* [EXCERPTED PASSAGE]:

1) In-Line Table-Valued functions
2) Multi-line table valued functions

In this article, I will walk you through creating both the functions. OK, let us start.

2. In-Line Table valued function

The inline table-valued function returns a table in-place of the scalar values. We can call table valued function as in-line when the body has a single select statement. The function “FuncAuthors” is an example for the In-Line table valued function and the function is given in the below screen shot:

In-Line Table Valued Function Example
Fig 1. In-Line table valued function

Execute the above T-SQL to create the Table-Valued function. Once the function is created, it will appear in the Table-Valued function node as shown in the below picture:

SQL Tree
Fig 2. Function in the tree

Note that the function returns a table by Picking the columns au_id, au_lname etc., from the authors table. As this is the only statement we call this function as an in-line table valued function also we can note that the function does not have Begin and End pair as the body contains single statement. The below video shows creating an In-Line table valued function:

Video 1: Creating in-Line table valued function

3. Using the Inline Table-Valued function

Now try executing the function using the way we executed the scalar valued function using the statement below:
-- InCorrect Usage
Select dbo.FuncAuthors();

You will get an error stating the function is not found in the database. This is because, the function that returns table cannot be used the same way we use the scalar valued function.

* [ENTRIES SUPPLIED]:
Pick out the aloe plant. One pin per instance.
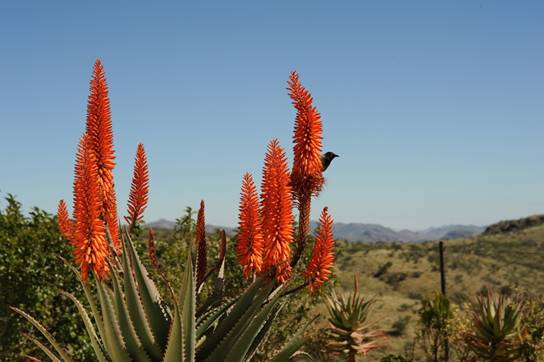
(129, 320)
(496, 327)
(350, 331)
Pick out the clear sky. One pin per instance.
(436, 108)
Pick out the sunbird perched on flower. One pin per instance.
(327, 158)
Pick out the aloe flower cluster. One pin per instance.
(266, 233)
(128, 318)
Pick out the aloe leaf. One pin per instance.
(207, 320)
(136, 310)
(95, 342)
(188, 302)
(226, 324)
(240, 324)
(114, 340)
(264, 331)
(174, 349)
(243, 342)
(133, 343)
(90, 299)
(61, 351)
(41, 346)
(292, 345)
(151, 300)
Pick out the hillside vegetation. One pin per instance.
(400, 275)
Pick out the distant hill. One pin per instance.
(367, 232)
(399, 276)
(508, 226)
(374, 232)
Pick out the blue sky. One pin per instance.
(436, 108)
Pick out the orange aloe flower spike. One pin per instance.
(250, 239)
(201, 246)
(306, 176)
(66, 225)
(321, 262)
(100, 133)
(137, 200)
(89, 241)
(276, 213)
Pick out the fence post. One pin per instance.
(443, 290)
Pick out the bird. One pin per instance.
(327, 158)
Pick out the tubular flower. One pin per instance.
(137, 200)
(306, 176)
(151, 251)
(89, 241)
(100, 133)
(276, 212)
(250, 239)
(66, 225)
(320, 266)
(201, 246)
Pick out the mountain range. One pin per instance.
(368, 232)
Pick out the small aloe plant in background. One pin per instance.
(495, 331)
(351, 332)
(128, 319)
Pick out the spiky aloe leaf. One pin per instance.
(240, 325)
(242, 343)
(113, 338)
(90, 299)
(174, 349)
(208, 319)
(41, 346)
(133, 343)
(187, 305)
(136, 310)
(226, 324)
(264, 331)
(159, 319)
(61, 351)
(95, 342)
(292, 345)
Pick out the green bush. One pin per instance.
--
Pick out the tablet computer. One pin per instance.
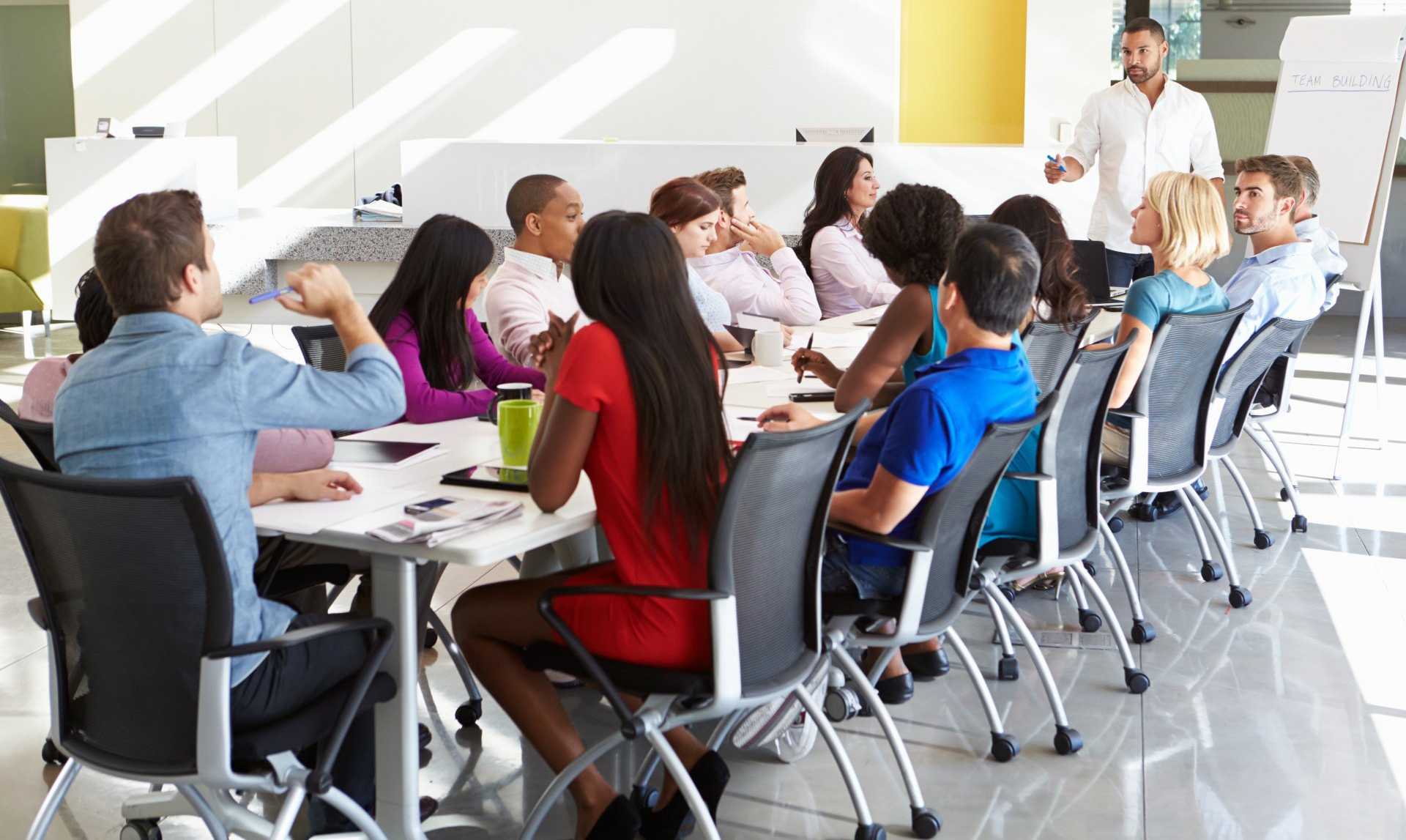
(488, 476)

* [INSTRUCTIONS]:
A) In the passage on table-valued functions, why doesn't the function "FuncAuthors" have a Begin and End pair?
B) Carry on the passage about table-valued functions from its final sentence.

* [RESPONSE LIST]:
A) Its body contains a single statement.

B)
In the last article we saw the scalar valued functions participating in the select queries. As the scalar-valued function returns a single value, it can participate on the select list, where conditions of the select queries. Whereas, the table valued functions; as it returns a table, can participate in the “from” clause of the select queries. Simply, wherever the table can appear in the SQL Select statement, the function (Table-valued) can be used. In our example, as the function is returning a Table and function is in-line, the author table can be even updated through it. Now look at the below picture which shows correct usage of the table valued function:

Using In-line Table-Valued Function
Fig 3. Using the In-Line Table-Valued Function

The above example shows calling the function in the “from” clause of the T-SQL select statement. In the column list the above example specifies the * indicating all table columns returned by the function needs to be retrieved. We can also specify the columns returned by the function in the select list of the query. The below example shows forming the author full name:

In-Line Table valued function with Selective Column
Fig 4. In-Line Table valued function with Selective Column

Since the function “FuncAuthors” is an In-Line function, we can update the authors table by making use of the table returned by it. In the below example, Author’s last name is changed from ‘White’ to ‘Gray’:

Update through In-Line Table-Valued function
Fig 5. In-Line table valued function in Update

Using the inline scalar valued function is shown in the below.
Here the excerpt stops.